--- Start DATASET EXTRACT ---
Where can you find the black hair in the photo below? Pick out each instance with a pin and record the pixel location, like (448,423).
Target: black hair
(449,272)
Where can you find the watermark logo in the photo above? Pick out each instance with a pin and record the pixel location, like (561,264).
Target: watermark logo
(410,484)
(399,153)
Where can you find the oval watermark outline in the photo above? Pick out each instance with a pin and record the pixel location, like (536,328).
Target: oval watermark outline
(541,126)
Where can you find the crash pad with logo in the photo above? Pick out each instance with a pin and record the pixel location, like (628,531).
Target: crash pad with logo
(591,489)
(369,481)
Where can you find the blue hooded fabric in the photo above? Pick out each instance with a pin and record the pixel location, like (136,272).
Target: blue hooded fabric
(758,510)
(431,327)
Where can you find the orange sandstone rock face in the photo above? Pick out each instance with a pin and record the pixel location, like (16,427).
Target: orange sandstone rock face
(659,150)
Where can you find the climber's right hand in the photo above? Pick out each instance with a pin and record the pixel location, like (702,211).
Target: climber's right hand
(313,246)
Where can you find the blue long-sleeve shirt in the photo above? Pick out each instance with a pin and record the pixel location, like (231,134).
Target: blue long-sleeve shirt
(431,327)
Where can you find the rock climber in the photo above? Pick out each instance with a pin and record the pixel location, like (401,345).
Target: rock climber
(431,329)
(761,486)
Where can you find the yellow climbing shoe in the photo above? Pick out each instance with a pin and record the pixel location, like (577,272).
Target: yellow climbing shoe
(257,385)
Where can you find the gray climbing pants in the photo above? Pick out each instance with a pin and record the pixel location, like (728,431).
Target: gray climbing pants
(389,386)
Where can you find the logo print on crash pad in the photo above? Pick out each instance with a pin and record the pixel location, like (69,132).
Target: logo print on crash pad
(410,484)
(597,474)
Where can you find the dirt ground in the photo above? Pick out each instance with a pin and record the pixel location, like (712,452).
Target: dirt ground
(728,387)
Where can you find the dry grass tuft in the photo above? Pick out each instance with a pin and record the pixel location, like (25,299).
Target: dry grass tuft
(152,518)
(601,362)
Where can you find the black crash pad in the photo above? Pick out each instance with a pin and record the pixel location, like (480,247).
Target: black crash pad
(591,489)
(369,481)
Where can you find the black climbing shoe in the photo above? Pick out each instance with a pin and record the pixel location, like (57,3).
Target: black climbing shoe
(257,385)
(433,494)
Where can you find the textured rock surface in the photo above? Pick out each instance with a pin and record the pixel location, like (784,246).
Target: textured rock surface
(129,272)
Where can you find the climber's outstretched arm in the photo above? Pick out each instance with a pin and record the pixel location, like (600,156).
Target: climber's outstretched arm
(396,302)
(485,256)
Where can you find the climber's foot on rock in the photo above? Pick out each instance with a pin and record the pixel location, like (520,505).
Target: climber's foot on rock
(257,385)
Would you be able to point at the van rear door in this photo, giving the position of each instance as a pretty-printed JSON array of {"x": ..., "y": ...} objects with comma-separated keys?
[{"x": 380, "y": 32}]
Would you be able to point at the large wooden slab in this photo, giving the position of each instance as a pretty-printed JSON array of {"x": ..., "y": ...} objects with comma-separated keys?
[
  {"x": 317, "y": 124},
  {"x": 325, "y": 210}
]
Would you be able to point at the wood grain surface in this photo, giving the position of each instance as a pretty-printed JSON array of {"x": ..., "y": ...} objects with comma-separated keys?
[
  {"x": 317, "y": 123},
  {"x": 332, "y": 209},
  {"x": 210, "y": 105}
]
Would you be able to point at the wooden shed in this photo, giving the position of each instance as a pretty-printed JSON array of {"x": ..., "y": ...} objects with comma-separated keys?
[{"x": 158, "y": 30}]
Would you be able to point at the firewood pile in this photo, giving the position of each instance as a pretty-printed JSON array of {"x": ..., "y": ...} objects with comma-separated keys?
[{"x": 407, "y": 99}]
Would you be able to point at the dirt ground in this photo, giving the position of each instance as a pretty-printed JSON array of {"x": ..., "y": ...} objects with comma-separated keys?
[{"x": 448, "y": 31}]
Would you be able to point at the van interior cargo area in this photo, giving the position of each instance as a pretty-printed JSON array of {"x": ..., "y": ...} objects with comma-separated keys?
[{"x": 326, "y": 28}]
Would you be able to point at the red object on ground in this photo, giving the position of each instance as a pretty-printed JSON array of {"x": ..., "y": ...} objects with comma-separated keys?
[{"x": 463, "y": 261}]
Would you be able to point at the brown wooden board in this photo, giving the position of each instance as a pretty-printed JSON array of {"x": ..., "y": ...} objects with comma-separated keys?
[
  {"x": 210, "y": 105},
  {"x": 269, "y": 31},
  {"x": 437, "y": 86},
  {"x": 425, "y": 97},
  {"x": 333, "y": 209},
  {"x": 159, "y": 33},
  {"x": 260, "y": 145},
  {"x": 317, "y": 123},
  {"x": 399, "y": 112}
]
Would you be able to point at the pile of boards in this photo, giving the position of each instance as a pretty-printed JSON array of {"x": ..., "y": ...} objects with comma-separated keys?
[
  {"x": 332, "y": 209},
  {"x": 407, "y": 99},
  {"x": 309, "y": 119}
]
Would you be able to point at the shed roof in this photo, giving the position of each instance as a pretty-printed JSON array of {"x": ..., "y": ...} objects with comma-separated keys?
--- End DATASET EXTRACT ---
## PROBLEM TO WORK ON
Set down every line of the listing above again, exactly as given.

## COMPLETE ANSWER
Where can you find the black hair in the photo below? Pick out each instance with a pin and record the pixel location, like (448,423).
Target: black hair
(449,272)
Where can you find the watermark logo in the photo above? Pick out each instance with a pin and record the pixel location, like (561,264).
Target: watermark logo
(410,484)
(399,153)
Where can you find the oval watermark outline in the photo above? Pick out each instance with a pin and record the pixel location, like (536,328).
Target: oval watermark outline
(541,126)
Where can you find the crash pad with logo in the photo above? Pick out each instance with a pin and record the pixel location, like (628,531).
Target: crash pad with logo
(591,489)
(369,481)
Where can you find the blue hooded fabric in the photo above? Pick out each instance with a pin and record the pixel location, like (136,272).
Target: blue hooded fabric
(758,510)
(431,327)
Where can you find the orange sandstone rock face in the photo above? Pick out each instance with a pin and record the pixel location, like (16,427).
Target: orange sandstone rock face
(659,150)
Where can you find the climber's right hand in the photo above? Pick out each instance with a pin and record the pixel location, like (702,211).
Target: climber's right hand
(313,246)
Where can you find the blue long-sleeve shirt in the photo above? Pick out each instance with a pin and record the pixel location, like (231,134).
Target: blue long-sleeve shirt
(431,327)
Where can you find the rock climber in the photo above? Pick out each instance with a pin and record the pixel location, like (401,345).
Target: rock climber
(431,329)
(761,486)
Where can you find the yellow climbing shoe in the photo above? Pick out each instance with a pin and record the pixel location, like (577,272).
Target: yellow climbing shoe
(257,385)
Where can you find the gray climbing pants in the photo above? Pick out each instance with a pin and record the pixel location, like (728,431).
Target: gray climbing pants
(389,386)
Where can you find the logo print on crash pad in the photo above? Pick out each instance with a pin and record the pixel location, like (69,132).
Target: logo print on crash pad
(410,484)
(597,474)
Where can you find the dirt ground in the photo above? Pick out each instance with a pin and record the pixel location, like (712,452).
Target: dirt ground
(728,387)
Where can you find the dry grass tuft in the photo above? Pick out each instance with a pin and record the pixel location, like (25,299).
Target: dry grass tuft
(152,518)
(601,362)
Where can you find the black crash pad in the photo above? Pick out each instance with a pin and record the pixel location, like (480,247).
Target: black crash pad
(591,489)
(369,481)
Where can you find the black climbing shoe in the photo above? Pick out each instance with a pin and record the pixel location, like (57,3).
Target: black climbing shoe
(257,385)
(433,494)
Where can you find the textured rock surface in the photo above? Pick out each instance with a pin and record the pixel location, like (784,246).
Target: textured rock surface
(129,272)
Where can you find the climber's outstretched arm in the photo above? Pick out each instance with a pin and record the pixel location, like (600,156).
Target: climber's outstretched arm
(396,302)
(485,256)
Where can you find the climber's foot on rock in the photo above? Pick out each instance with a pin and record the pixel location, like (520,505).
Target: climber's foot on rock
(257,385)
Would you be able to point at the van rear door in this photo, giving the position of each instance as a pretty-printed JSON array of {"x": ..., "y": ...} objects with comma-separated keys?
[{"x": 380, "y": 32}]
Would you be able to point at the large wooden slab in this photo, giving the position of each instance as a pretty-printed JSON array of {"x": ..., "y": ...} objects with comma-separated keys?
[
  {"x": 317, "y": 124},
  {"x": 325, "y": 210}
]
Would you be able to point at the wood grain surface in this photo, giving the position of each instance as a pretty-printed JSON array of {"x": ..., "y": ...} objects with comma-separated keys?
[
  {"x": 317, "y": 123},
  {"x": 332, "y": 209},
  {"x": 210, "y": 105}
]
Would you be able to point at the wooden shed in this photo, giving the position of each instance as a pretty-printed JSON array of {"x": ..., "y": ...} objects with comma-separated keys?
[{"x": 158, "y": 30}]
Would you be able to point at the firewood pile in this photo, giving the position of each instance as a pretty-printed JSON array of {"x": ..., "y": ...} objects with comma-separated keys?
[{"x": 407, "y": 99}]
Would you be able to point at the dirt ground in this photo, giving the position of each instance as a pretty-printed JSON array of {"x": ..., "y": ...} objects with comma-separated keys?
[{"x": 448, "y": 31}]
Would you be able to point at the van interior cargo area in this photo, giving the position of each instance as a pretty-printed JSON array of {"x": ..., "y": ...} objects with comma-separated keys?
[{"x": 326, "y": 28}]
Would you be able to point at the red object on ground in this photo, giving the position of each instance as a pretty-printed JSON array of {"x": ..., "y": ...} objects with comma-separated keys?
[{"x": 463, "y": 261}]
Would you be able to point at the brown wooden board in this photo, giving the position of each instance as a pretty-printed JSON array of {"x": ..., "y": ...} objects with comma-separated keys?
[
  {"x": 210, "y": 105},
  {"x": 269, "y": 31},
  {"x": 437, "y": 86},
  {"x": 425, "y": 97},
  {"x": 333, "y": 209},
  {"x": 159, "y": 33},
  {"x": 260, "y": 145},
  {"x": 317, "y": 123},
  {"x": 399, "y": 112}
]
Would you be able to point at the pile of boards in this photo, giving the position of each instance as a pretty-printed JSON array of {"x": ..., "y": ...} objects with comma-separated keys?
[
  {"x": 332, "y": 209},
  {"x": 407, "y": 99},
  {"x": 309, "y": 119}
]
Would you be able to point at the shed roof in this photo, giving the position of each instance as a pretty-printed JSON array of {"x": ..., "y": ...} objects with comma-separated keys?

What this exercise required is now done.